Brief => Output the line that contains "of the shirt" and every line after it to the end of the entries, with nothing added or left out.

Provided entries =>
╭──
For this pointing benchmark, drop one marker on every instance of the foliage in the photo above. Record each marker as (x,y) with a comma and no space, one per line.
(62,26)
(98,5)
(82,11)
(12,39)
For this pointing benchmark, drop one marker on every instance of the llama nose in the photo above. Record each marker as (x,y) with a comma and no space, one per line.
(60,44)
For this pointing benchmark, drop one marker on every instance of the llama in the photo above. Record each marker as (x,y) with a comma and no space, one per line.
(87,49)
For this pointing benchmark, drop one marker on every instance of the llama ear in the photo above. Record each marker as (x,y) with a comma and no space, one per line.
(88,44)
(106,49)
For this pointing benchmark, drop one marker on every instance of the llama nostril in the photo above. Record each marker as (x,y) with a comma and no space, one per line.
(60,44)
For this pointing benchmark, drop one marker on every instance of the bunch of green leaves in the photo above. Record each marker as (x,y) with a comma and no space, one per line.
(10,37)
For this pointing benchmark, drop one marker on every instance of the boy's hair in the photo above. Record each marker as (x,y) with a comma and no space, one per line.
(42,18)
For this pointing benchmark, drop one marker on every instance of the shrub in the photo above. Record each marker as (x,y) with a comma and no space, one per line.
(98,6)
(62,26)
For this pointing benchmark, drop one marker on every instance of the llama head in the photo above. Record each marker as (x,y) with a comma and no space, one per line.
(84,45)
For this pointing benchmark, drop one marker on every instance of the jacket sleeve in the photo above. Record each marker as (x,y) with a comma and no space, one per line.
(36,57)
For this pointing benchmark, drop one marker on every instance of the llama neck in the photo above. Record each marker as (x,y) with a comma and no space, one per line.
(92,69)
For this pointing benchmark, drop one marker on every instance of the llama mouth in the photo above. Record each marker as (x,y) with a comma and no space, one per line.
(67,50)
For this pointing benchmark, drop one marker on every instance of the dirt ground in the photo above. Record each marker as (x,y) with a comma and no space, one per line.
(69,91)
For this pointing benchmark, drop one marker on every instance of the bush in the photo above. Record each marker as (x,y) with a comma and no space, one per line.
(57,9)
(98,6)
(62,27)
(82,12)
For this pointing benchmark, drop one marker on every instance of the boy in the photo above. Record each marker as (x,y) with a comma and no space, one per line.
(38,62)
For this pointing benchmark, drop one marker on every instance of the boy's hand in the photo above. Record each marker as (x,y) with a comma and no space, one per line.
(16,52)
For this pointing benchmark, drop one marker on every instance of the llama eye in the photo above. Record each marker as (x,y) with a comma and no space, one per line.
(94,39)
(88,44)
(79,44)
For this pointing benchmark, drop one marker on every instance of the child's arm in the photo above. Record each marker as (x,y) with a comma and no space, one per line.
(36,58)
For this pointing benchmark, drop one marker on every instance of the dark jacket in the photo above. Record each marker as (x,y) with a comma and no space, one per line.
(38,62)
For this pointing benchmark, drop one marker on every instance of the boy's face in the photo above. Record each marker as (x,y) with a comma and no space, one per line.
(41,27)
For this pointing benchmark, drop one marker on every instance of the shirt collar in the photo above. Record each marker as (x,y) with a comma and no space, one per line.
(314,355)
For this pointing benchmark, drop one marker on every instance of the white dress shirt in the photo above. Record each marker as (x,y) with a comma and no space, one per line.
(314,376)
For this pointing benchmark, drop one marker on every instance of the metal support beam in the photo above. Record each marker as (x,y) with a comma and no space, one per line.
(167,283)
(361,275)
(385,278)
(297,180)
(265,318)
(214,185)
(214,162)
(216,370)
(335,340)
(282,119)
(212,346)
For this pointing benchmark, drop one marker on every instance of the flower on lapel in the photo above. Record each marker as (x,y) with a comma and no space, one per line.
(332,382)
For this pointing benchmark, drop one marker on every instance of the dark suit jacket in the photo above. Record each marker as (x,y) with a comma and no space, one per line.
╰──
Finished answer =>
For this pointing benchmark, drop one marker on every instance of the shirt collar in the photo above. Record each marker as (x,y) with a comma and no space, one per line.
(314,355)
For this pointing benchmark, drop one marker on every instance of the white dress shirt in the photo above. Record each marker as (x,y) with a comma and no space, one per line.
(314,376)
For this pointing benchmark, drop one marker on every instance of the metal support beam in the photo above. Record each marker as (x,y) with a comma and no space, one per line.
(167,283)
(361,275)
(385,278)
(297,180)
(265,318)
(214,185)
(214,162)
(216,370)
(335,340)
(282,119)
(212,346)
For this pointing benchmark, drop one marker on every instance of the flower on lapel in the photo above. Record each marker as (x,y) with a comma and no space, one per line.
(332,382)
For this pointing benchmark, drop one marker on every instance of the dark suit jacket in the photo above. Record each marker as (x,y) with a comma and no space, one per line.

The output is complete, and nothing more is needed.